Written task –
Please transcribe the portion of the CICE forum thread between "Also please provide" and "you are using.", inclusive, without changing a word.

[START Passage given]

I even tried to rerun the mitgcm case and it succeed. But I just can't make the CICE to run successfully which really makes me frustrating.

Hearns__John · ‎03-17-2020

I would try running the code with 2 processes but only on the login node - ie run it in an interactive session with np-2

Also set I_MPI_DEBUG=5 before you run the code

The next step if that work is to run between two compute nodes

PrasanthD_intel · ‎03-17-2020

Hi Wang,

Could you please provide the GitHub link of the CICE code you are working, so that we can reproduce from our side.

Also please provide the steps you are following and the environmental details (like OS, Compiler, Hardware) of your system.

Thanks

Prasanth

xiong__wang · ‎03-19-2020

Hearns, John wrote:
Also please tell us a little about the HPC cluster which you are using.
I think the answer is to install CICE on a shared sotrage are which you have access to.
Runnign codes from the /home directory is normally a bad idea on HPC clusters
(This depends of course - if the /home is on a fast parallel filesystem what I said does not apply)

Hey John.

What I am currently using is a small server. And here is what I got from 'lscpu'

"

Architecture: x86_64
CPU op-mode(s): 32-bit, 64-bit
Byte Order: Little Endian
CPU(s): 112
On-line CPU(s) list: 0-111
Thread(s) per core: 2
Core(s) per socket: 14
Socket(s): 4
NUMA node(s): 4
Vendor ID: GenuineIntel
CPU family: 6
Model: 79
Model name: Intel(R) Xeon(R) CPU E7-4830 v4 @ 2.00GHz
Stepping: 1
CPU MHz: 2001.000
BogoMIPS: 3999.91
Virtualization: VT-x
L1d cache: 32K
L1i cache: 32K
L2 cache: 256K
L3 cache: 35840K
NUMA node0 CPU(s): 0-13,56-69
NUMA node1 CPU(s): 14-27,70-83
NUMA node2 CPU(s): 28-41,84-97
NUMA node3 CPU(s): 42-55,98-111

"

[END Passage given]
[START Dataset extract]

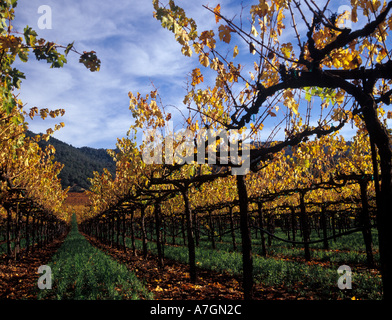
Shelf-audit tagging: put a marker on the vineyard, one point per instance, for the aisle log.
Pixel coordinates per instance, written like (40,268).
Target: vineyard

[END Dataset extract]

Solution for this exercise –
Also please provide the steps you are following and the environmental details (like OS, Compiler, Hardware) of your system.

Thanks

Prasanth

xiong__wang · ‎03-19-2020

Hearns, John wrote:
Also please tell us a little about the HPC cluster which you are using.